◆ EXERCISE AIM
Only the lines below, from the one with "positive clicks: (374, 362)" through the one with "box: [275, 211, 304, 230]", are to be written out, exactly.

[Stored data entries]

# # # # # # #

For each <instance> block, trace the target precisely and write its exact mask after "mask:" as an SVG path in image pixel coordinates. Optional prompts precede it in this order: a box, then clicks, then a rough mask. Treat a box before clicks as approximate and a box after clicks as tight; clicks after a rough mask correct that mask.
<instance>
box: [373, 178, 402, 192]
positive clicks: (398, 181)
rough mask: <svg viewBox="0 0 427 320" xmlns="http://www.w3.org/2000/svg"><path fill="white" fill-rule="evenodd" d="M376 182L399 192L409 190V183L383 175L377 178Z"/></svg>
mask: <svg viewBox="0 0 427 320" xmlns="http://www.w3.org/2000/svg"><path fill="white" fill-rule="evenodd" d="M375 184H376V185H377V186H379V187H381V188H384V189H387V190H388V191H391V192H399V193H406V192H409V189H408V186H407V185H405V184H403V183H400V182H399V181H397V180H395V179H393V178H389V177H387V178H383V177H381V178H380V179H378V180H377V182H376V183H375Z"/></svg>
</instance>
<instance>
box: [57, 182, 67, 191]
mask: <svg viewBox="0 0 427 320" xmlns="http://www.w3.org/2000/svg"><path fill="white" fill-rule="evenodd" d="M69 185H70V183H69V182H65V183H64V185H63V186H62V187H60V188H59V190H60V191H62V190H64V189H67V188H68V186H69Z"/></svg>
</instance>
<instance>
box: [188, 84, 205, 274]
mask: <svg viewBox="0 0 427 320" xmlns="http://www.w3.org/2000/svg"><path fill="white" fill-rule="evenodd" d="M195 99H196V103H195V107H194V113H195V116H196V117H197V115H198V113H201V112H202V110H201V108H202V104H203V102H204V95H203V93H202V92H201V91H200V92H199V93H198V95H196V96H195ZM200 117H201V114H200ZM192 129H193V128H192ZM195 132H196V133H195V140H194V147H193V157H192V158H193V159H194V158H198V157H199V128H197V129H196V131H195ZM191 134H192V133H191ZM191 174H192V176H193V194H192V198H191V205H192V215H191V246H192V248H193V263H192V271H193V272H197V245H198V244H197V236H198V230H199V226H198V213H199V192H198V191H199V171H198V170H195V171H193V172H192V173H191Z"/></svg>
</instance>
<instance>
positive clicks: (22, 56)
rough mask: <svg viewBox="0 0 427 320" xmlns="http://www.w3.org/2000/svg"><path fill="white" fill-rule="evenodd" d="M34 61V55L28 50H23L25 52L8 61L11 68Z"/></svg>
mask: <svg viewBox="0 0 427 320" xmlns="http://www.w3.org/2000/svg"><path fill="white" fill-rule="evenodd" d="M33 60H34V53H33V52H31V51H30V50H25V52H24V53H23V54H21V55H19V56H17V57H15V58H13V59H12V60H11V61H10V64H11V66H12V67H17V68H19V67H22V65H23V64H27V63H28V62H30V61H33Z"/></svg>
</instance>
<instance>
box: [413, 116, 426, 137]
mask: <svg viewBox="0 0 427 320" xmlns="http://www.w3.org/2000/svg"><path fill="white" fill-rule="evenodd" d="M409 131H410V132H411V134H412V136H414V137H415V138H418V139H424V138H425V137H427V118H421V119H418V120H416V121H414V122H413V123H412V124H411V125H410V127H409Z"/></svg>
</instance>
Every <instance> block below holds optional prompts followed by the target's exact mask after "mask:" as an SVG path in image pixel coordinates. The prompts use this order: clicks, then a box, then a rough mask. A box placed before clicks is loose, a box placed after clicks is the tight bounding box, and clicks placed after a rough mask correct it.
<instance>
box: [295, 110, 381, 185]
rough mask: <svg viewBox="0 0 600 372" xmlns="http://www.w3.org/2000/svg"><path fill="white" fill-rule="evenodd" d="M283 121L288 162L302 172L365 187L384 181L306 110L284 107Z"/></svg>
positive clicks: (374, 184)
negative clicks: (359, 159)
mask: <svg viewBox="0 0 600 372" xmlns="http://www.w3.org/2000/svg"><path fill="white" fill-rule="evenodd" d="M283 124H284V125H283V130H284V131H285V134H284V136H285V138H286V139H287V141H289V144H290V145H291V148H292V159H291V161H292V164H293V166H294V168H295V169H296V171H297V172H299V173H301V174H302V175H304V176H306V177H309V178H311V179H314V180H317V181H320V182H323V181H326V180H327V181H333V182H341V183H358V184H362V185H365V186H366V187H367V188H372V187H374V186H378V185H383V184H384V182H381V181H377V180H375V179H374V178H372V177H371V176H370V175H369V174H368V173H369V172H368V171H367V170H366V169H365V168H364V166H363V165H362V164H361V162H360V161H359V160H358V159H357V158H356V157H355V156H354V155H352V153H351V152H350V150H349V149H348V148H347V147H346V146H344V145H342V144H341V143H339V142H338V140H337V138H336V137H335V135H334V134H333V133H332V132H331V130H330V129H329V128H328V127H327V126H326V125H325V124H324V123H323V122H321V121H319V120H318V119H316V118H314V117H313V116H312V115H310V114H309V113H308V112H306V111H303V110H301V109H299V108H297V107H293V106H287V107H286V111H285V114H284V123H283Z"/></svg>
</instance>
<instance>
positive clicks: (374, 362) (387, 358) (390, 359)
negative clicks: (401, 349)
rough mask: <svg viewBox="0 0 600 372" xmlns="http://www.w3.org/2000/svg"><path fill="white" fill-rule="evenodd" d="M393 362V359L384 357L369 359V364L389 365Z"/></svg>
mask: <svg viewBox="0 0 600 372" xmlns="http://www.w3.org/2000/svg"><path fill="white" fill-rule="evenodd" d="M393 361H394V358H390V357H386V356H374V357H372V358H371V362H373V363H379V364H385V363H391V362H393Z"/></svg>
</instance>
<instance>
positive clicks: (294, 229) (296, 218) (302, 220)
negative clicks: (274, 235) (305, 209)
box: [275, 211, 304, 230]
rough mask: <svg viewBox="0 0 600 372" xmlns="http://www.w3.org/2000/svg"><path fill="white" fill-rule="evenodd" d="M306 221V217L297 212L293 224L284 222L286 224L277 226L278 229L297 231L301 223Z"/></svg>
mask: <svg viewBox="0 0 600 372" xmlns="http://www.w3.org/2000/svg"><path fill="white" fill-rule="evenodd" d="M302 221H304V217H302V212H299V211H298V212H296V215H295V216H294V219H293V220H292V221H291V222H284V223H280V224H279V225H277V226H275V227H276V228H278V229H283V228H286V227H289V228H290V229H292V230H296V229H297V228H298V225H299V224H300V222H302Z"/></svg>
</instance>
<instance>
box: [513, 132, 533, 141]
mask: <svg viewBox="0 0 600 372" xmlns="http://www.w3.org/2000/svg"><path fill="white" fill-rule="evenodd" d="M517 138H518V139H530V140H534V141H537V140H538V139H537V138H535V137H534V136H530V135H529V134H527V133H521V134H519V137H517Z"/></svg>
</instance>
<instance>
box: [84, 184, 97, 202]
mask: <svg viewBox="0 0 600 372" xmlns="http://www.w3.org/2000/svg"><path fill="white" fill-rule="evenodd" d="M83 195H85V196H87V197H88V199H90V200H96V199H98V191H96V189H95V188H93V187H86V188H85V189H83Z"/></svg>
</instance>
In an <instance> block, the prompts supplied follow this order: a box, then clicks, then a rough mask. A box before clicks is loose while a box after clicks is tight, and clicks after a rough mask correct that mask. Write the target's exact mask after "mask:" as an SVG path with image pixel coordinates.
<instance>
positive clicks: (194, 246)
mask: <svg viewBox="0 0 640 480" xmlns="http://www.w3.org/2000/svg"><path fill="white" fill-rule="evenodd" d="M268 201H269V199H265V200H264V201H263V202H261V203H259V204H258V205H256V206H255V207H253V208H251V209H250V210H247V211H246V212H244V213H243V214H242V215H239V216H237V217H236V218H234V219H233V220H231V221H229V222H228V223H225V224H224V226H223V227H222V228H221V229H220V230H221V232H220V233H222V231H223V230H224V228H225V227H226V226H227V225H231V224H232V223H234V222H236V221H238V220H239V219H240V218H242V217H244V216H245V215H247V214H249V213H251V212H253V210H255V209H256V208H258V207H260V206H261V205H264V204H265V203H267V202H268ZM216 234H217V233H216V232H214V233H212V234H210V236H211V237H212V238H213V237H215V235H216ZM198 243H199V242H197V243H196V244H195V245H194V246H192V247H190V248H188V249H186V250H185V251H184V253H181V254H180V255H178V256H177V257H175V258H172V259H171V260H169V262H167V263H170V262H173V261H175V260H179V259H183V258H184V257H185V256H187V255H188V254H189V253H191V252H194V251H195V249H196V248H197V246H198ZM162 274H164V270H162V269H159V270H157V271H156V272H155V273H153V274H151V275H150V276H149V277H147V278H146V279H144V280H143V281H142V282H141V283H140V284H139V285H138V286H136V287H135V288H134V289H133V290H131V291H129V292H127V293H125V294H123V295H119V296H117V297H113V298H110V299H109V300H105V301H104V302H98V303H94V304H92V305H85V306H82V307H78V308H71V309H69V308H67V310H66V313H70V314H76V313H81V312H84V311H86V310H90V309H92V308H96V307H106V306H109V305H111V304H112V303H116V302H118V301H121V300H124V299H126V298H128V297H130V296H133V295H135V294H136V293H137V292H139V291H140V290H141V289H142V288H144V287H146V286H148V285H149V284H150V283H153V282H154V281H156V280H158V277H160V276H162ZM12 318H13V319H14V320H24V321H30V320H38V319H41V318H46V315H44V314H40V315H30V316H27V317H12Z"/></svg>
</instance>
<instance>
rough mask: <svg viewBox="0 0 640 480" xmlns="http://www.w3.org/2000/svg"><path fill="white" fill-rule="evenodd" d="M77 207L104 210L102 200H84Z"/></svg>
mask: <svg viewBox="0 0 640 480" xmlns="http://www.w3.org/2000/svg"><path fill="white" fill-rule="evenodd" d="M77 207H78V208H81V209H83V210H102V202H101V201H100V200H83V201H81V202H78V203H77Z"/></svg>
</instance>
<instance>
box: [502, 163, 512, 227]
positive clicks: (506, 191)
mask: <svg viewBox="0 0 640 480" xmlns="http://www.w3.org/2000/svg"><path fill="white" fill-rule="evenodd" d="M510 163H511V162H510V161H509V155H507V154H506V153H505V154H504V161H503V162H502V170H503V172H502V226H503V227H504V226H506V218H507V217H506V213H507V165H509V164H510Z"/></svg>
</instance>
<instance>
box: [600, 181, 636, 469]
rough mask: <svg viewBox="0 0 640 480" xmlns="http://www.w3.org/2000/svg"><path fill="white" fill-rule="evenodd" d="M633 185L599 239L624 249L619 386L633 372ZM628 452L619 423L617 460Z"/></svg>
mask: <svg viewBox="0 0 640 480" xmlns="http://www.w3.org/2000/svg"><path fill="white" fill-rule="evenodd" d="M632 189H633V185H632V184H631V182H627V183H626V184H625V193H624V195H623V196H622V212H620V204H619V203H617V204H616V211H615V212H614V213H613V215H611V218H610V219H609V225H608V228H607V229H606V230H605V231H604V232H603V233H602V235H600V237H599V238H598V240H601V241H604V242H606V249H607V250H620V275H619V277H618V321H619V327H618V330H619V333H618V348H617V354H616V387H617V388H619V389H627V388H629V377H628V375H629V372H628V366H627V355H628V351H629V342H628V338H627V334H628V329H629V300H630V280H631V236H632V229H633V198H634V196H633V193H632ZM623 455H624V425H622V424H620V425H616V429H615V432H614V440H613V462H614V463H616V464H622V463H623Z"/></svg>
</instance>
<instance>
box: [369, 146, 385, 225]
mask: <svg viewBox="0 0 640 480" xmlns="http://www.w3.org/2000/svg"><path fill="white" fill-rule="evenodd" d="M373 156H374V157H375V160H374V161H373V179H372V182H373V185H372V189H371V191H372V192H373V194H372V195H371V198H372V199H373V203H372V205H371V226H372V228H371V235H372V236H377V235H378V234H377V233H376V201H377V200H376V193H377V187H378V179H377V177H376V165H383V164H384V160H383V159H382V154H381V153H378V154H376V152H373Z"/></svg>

# # # # # # #

◆ SOLUTION TO THE EXERCISE
positive clicks: (374, 362) (387, 358) (390, 359)
negative clicks: (401, 349)
rough mask: <svg viewBox="0 0 600 372" xmlns="http://www.w3.org/2000/svg"><path fill="white" fill-rule="evenodd" d="M393 362V359L384 357L369 359V364L389 365Z"/></svg>
mask: <svg viewBox="0 0 600 372" xmlns="http://www.w3.org/2000/svg"><path fill="white" fill-rule="evenodd" d="M393 361H394V358H390V357H386V356H374V357H372V358H371V362H373V363H379V364H385V363H391V362H393Z"/></svg>
</instance>
<instance>
positive clicks: (294, 229) (296, 218) (302, 220)
negative clicks: (274, 235) (305, 209)
box: [275, 211, 304, 230]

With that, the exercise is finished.